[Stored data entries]
#####

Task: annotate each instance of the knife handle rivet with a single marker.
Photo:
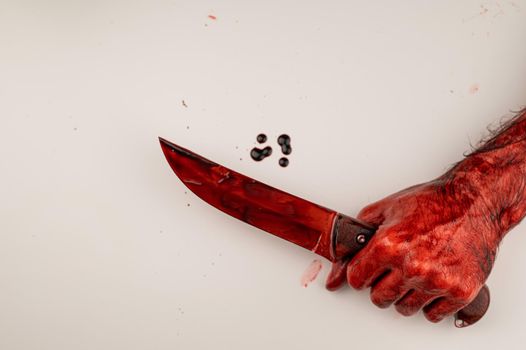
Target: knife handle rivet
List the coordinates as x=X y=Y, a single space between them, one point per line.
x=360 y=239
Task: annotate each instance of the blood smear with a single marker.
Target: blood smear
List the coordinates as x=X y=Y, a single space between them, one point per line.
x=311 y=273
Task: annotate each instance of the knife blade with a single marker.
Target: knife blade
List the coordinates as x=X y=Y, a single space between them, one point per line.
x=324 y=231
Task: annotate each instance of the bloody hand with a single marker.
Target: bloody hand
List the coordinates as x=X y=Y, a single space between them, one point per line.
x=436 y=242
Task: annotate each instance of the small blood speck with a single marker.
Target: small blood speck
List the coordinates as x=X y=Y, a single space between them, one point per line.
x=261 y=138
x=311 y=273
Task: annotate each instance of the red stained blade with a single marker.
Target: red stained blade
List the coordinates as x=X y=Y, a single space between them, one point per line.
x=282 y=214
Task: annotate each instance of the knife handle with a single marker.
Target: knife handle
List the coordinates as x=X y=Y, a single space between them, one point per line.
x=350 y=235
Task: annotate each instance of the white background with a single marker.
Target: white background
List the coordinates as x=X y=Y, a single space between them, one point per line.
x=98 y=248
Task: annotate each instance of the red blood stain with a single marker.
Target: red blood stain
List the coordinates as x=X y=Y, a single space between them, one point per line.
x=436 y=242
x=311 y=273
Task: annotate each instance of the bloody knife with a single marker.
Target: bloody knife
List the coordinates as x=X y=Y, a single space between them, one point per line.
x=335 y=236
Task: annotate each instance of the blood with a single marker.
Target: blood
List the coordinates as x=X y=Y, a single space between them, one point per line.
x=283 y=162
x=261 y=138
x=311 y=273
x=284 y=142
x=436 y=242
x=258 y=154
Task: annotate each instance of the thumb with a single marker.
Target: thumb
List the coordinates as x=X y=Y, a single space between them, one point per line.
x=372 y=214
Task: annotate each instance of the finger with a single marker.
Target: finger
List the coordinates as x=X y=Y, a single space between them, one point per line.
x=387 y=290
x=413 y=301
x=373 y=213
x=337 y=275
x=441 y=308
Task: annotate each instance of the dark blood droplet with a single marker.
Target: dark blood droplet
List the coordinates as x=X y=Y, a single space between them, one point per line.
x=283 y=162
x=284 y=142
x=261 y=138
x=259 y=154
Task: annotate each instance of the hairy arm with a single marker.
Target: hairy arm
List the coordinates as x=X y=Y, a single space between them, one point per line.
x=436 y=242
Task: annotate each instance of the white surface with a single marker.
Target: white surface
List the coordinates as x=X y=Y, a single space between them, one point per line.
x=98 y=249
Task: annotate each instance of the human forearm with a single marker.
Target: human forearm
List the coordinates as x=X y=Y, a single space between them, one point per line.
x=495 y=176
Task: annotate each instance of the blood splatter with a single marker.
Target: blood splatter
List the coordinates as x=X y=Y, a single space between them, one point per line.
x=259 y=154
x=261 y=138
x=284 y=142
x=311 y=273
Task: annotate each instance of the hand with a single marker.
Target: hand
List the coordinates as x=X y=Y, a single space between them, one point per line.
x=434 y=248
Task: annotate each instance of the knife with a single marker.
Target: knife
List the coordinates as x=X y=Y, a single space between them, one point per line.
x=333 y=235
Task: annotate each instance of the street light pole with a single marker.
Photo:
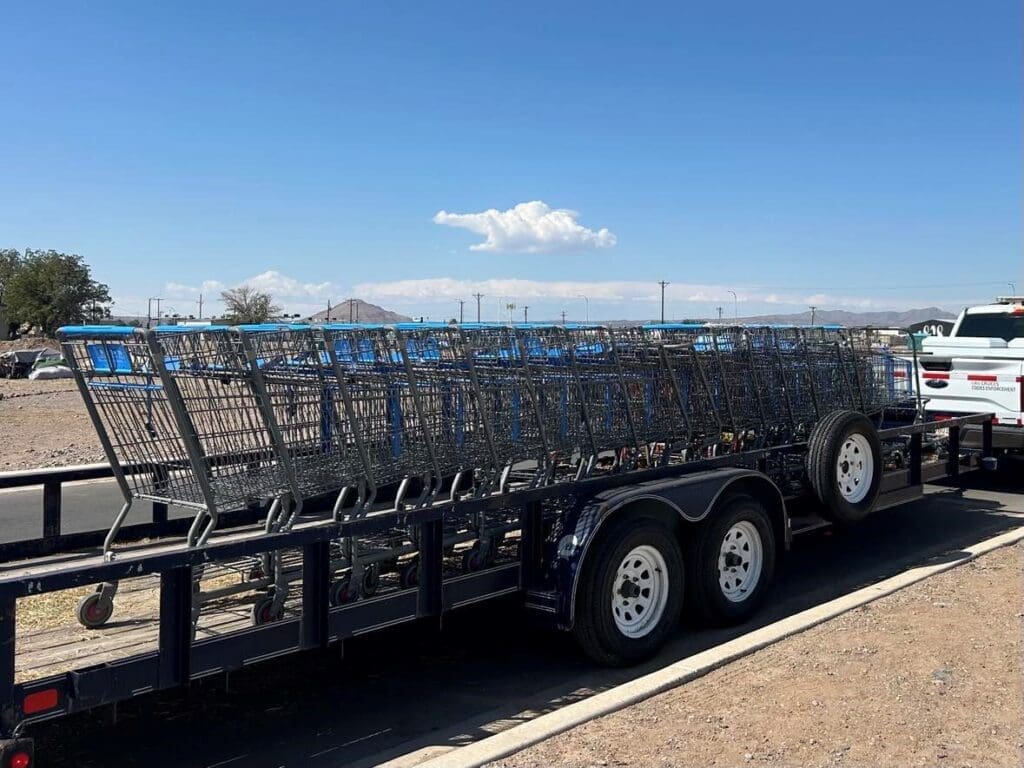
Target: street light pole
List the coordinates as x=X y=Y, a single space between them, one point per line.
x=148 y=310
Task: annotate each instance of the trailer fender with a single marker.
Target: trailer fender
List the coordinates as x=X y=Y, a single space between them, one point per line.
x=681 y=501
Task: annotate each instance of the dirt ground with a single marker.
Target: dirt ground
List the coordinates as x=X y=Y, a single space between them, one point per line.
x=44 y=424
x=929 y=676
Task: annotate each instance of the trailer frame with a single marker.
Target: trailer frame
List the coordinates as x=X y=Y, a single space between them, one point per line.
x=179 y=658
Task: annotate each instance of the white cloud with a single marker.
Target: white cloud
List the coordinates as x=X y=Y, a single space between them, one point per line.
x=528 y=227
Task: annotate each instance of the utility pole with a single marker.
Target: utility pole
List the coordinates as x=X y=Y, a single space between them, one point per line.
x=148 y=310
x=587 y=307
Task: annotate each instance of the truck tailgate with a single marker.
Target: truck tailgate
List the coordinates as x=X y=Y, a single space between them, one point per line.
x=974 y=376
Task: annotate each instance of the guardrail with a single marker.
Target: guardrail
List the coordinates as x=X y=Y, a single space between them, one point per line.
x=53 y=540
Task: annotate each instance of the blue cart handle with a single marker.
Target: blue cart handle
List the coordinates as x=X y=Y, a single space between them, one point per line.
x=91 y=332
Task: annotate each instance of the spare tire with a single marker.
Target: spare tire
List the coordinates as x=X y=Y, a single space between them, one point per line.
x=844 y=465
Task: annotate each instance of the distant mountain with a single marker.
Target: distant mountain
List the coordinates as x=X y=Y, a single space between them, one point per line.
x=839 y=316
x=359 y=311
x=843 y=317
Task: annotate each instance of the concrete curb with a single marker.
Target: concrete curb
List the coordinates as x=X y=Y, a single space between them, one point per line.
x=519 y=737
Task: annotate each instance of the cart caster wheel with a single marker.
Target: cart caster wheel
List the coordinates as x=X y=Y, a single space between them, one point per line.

#####

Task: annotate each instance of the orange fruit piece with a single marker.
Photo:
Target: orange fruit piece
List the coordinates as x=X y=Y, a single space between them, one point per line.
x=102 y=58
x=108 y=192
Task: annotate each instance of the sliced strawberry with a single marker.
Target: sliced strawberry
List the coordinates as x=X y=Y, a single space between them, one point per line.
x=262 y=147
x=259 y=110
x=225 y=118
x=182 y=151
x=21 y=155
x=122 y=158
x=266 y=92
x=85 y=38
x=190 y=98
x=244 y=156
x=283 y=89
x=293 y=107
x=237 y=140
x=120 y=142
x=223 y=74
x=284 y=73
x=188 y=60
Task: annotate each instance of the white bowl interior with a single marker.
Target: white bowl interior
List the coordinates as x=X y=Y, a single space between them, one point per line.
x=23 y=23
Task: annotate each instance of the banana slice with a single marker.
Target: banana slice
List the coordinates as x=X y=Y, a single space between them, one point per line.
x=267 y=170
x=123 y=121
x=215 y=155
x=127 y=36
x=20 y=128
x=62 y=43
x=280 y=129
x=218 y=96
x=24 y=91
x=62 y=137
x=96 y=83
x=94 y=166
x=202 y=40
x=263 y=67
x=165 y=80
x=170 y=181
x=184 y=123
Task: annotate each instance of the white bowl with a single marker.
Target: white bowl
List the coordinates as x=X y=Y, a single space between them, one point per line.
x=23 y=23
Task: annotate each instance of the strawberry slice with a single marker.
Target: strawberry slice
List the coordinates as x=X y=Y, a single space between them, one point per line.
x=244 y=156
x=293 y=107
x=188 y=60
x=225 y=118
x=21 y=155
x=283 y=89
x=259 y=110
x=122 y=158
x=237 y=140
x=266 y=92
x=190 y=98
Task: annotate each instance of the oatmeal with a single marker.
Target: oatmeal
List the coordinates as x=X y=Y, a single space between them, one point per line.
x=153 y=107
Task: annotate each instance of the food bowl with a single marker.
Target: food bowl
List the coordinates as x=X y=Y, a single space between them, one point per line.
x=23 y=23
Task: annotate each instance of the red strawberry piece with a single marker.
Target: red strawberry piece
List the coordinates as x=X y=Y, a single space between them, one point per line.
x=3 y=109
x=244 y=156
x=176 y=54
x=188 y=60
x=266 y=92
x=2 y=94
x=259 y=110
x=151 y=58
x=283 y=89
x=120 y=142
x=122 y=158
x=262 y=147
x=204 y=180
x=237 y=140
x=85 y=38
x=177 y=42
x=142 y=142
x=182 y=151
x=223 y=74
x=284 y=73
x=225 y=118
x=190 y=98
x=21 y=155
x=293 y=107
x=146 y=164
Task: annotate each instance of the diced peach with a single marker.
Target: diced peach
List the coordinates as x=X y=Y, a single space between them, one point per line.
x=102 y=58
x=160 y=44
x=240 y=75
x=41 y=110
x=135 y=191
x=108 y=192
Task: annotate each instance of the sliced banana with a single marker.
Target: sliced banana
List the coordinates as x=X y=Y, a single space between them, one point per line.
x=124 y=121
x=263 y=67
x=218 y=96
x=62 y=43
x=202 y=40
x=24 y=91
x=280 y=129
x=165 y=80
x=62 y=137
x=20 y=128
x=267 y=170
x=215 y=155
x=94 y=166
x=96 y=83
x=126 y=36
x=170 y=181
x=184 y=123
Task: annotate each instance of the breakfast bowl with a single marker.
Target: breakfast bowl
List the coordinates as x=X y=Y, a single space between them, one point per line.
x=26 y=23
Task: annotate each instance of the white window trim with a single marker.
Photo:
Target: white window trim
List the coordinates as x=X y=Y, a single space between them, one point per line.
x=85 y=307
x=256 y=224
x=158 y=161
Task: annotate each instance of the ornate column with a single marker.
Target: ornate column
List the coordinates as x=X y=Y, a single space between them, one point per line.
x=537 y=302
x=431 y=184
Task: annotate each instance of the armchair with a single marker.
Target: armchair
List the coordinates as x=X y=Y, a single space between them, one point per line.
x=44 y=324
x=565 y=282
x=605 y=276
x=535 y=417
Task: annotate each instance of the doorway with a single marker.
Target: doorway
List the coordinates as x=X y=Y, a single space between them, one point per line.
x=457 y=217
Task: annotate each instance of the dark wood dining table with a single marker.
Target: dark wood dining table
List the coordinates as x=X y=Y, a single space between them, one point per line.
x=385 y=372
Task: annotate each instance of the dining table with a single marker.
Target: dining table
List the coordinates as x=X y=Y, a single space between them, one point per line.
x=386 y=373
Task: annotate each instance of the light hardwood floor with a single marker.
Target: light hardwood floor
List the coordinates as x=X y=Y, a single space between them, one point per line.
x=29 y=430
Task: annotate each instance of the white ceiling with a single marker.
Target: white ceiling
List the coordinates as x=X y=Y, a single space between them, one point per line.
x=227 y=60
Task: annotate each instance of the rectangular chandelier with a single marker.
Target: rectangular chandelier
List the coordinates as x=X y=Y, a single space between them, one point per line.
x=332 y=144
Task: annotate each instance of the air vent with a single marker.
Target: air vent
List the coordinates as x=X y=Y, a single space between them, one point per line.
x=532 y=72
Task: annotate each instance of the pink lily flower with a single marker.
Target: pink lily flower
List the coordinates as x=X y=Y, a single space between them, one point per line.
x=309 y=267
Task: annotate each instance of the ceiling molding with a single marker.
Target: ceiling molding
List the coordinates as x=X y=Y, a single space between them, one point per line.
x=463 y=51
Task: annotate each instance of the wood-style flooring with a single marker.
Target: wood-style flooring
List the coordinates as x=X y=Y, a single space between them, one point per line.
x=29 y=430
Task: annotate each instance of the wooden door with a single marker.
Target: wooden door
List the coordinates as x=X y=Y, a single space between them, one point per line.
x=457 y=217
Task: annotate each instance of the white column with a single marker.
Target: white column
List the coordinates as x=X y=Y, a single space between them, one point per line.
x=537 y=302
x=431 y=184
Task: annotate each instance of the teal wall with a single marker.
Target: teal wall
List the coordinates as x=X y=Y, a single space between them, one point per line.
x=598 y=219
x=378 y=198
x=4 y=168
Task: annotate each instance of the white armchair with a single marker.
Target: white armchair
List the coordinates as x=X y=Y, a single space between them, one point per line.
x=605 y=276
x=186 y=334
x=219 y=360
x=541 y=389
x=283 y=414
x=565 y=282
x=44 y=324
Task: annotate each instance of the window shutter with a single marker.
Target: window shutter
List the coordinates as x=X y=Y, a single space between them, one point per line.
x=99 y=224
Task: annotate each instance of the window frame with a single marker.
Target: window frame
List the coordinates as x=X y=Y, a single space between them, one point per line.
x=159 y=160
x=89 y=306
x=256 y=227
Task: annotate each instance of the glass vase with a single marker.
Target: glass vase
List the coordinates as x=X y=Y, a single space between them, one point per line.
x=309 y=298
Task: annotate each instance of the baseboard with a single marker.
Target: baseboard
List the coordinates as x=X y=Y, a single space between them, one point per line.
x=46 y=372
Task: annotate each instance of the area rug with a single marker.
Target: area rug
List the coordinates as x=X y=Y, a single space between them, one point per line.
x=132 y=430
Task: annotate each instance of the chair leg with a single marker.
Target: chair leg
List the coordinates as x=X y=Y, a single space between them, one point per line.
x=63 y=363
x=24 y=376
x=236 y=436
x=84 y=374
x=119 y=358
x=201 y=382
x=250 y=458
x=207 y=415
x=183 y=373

#####

# What the exercise asks
Proceeding from the line containing "Task: annotate each instance of the knife handle with" through the line containing "Target: bloody knife", transcribe the lines above exactly, both end lines included.

# Expected answer
Task: annotate each instance of the knife handle with a single marker.
Target: knife handle
List the coordinates as x=X y=Y, a single space between them, one point per line.
x=350 y=235
Task: annotate each instance of the white background with a single marker.
Target: white background
List the coordinates as x=X y=Y, a single space between them, one point per line.
x=98 y=248
Task: annotate each instance of the red blood stain with a single marker.
Target: red blood stain
List the coordinates as x=X y=Y, a single space between them, one point per line.
x=436 y=242
x=311 y=273
Task: annotate each instance of the bloody knife with a single marker.
Target: bloody knife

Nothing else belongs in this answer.